• _TÂCHE À RÉALISER_: Recopiez mot pour mot le passage du texte sur le garum, depuis « Ensuite, pendant vingt » jusqu'à « vin, dixit Pline. » inclus.

• _TEXTE À LIRE_:
LE GARUM, condiment antique par excellence...
Comme je risque de le citer souvent, autant vous expliquer comment ça se fabrique vraiment... Très prisé par le Romains, mais certainement "inventé" par les Grecs, le garum est un des éléments de la cuisine antique par excellence. Une des recettes les plus complètes de garum liquamen est donnée par l’agronome Gargilius Martialis, dans les Géoponiques, une compilation d’origine byzantine du Xe siècle:
“On prend des poissons gras, saumons, anguilles, aloses, sardines... et, avec ces poissons, des herbes aromatiques sèches et du sel, on fait la préparation suivante: on choisit un vase solide et bien poissé d’une contenance de trois ou quatre boisseaux (26 à 35 litres) et on prend des herbes sèches, aneth, coriandre, fenouil, céleri, sarriette en tête, sclarée (Salvia sclarea L.= orvale, une espèce de sauge), rue (ruta graveolens L. parfumant la bonne grappa italienne), menthe, menthe sauvage, livèche (que les Suisses appellent herbe à maggi et qui a donné son nom aux célèbres potages déshydratés), pouliot (Mentha pulegium L., variété de menthe), serpolet, origan, bétoine (Stachys officinalis L. , plante médicinale, dont les feuilles ont la réputation d’être sternutatoires), argémone (Agrimonia eupatoria L. de la famille du pavot, censée guérir l’argémon, une maladie oculaire), dont on dispose une couche au fond d’un vase. Puis on fait une autre couche de poissons, entiers s’ils sont petits, coupés en morceaux s’ils sont gros. Par-dessus, on ajoute une troisième couche épaisse de deux doigts, faite de sel.
On remplira ainsi le vase jusqu’au sommet en alternant ces trois couches d’herbes, de poisson et de sel, on fermera avec un couvercle et on laissera ainsi sept jours.
Ensuite, pendant vingt jours successifs, on remuera ce mélange jusqu’au fond. Au bout de ce temps, on recueille la liqueur qui s’en écoule”... dans une amphore, spécifiant souvent la qualité du produit (la qualité supérieure : flos flos, « fleur de fleur ») et l'espèce de poisson ayant servi à la fabrication... maquereau le plus souvent, mais aussi thon ou murène. Une grosse production existait en Bétique (Andalousie actuelle).
Le garum n’est pas toujours utilisé “nature”. Mélangé à de l’eau, il s’appelle hydrogarum, à du vinaigre oxygarum, à du vin oenograum, dont la “fleur” fluide et exempte de tout condiment, gari flos per se, possède une robe dorée et une saveur si agréable qu’elle peut se boire comme du vin, dixit Pline.

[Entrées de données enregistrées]

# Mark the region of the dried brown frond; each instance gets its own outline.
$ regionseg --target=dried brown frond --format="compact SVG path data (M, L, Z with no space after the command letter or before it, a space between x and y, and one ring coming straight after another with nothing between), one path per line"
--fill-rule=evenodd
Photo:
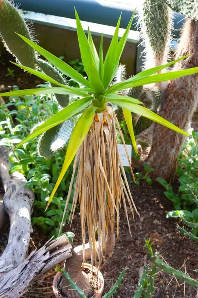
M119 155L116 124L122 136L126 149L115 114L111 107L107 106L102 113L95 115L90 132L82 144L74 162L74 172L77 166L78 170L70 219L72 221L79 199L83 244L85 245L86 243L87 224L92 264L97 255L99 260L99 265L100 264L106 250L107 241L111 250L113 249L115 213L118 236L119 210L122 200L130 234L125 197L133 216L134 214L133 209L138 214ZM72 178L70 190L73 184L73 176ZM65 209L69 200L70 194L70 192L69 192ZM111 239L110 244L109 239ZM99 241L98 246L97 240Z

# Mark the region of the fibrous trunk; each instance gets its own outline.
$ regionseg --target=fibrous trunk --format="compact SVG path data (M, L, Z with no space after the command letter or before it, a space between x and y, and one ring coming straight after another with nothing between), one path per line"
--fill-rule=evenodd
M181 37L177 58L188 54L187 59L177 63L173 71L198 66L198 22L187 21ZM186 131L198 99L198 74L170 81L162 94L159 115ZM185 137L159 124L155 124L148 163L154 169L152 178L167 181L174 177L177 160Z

• _VOTRE RÉPONSE_:
Ensuite, pendant vingt jours successifs, on remuera ce mélange jusqu’au fond. Au bout de ce temps, on recueille la liqueur qui s’en écoule”... dans une amphore, spécifiant souvent la qualité du produit (la qualité supérieure : flos flos, « fleur de fleur ») et l'espèce de poisson ayant servi à la fabrication... maquereau le plus souvent, mais aussi thon ou murène. Une grosse production existait en Bétique (Andalousie actuelle).
Le garum n’est pas toujours utilisé “nature”. Mélangé à de l’eau, il s’appelle hydrogarum, à du vinaigre oxygarum, à du vin oenograum, dont la “fleur” fluide et exempte de tout condiment, gari flos per se, possède une robe dorée et une saveur si agréable qu’elle peut se boire comme du vin, dixit Pline.